YOUR INSTRUCTIONS: Reproduce every record below, character by character.

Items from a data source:
- Opening Delimiter -

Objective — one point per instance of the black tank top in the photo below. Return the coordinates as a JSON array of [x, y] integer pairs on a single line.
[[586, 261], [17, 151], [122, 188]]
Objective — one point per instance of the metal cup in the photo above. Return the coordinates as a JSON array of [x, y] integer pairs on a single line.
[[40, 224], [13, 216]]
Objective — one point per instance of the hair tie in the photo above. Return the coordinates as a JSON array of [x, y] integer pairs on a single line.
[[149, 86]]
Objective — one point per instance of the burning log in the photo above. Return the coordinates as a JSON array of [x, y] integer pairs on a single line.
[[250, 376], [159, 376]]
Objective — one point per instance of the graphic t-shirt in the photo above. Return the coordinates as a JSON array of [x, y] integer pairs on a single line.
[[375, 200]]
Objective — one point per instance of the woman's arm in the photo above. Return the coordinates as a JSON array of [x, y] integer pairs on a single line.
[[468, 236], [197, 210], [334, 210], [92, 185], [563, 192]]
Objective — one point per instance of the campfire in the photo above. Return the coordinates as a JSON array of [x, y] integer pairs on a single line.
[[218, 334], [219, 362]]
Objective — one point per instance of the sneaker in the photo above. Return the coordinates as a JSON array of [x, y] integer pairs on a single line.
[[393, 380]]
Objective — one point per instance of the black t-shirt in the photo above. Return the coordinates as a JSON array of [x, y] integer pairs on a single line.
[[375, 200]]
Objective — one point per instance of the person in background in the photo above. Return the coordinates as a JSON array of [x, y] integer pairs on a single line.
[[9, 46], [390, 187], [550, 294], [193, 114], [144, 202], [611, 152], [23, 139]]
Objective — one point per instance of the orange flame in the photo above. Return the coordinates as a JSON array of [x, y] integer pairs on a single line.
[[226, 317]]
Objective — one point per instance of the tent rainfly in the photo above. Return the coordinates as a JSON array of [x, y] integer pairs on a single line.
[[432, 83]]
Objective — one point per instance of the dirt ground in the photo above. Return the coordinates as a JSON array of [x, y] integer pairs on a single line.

- Closing Delimiter -

ANSWER SPACE:
Objective — one point per instance of the black tank top in the photo below. Return the coordinates as a JSON array of [x, y] integer pairs on a single line.
[[586, 261], [17, 151], [122, 188]]
Objective — one point per instance of the metal cup in the photo above. Return the coordinates as a JSON array of [x, y] integer pairs on a single line.
[[40, 224], [13, 216]]
Objective — one point per instance of the hair tie in the photo above. Return the coordinates as a JSON array of [x, y] integer pairs on a single line.
[[149, 86]]
Objective — one point per instance of the burning log in the photo above. Return the coordinates as a JSON array of [x, y] integer pairs on a single line.
[[250, 376], [159, 376]]
Objective — one point per instance of the graphic t-shirt in the photo above. Return the coordinates as a JSON array of [x, y] integer pairs on a single line.
[[375, 200]]
Objective — one point per instance of the woman's arm in the photo above. Return the coordinates as a JSON array of [x, y] integer pairs on a single line.
[[468, 236], [197, 210], [334, 210], [92, 185], [563, 192]]
Objective — one point per instance of the campfire in the photo above. Return the coordinates as a JSON array of [x, y] integer pairs on a single line.
[[218, 334], [219, 362]]
Objective — one point per instance of the sneaker in the photo above. Return the coordinates as a JSON array of [x, y] integer pairs on a single line.
[[393, 380]]
Objective — one point per instance of the black t-shirt in the photo above. Return the coordinates as a JSON array of [x, y] integer pairs on a single line.
[[375, 200]]
Objective — one point per instance of the person in background in the photo above. Return the coordinates as a JSON array of [x, y] integer pairs on a single line.
[[9, 46], [390, 187], [550, 294], [193, 114], [144, 202], [611, 152], [23, 139]]
Objective — one point per instance of the orange flame in the photo above. Return the coordinates as a JSON array of [x, y] integer pairs on a single line.
[[226, 317]]
Objective — one point per instance of the tent rainfly in the photo above. Return the coordinates as a JSON array of [x, y] integer pairs on a single line.
[[432, 83]]
Objective — one point per instance of the dirt ground in the photo above. Return the coordinates as a JSON array of [x, y] integer pairs on a single line.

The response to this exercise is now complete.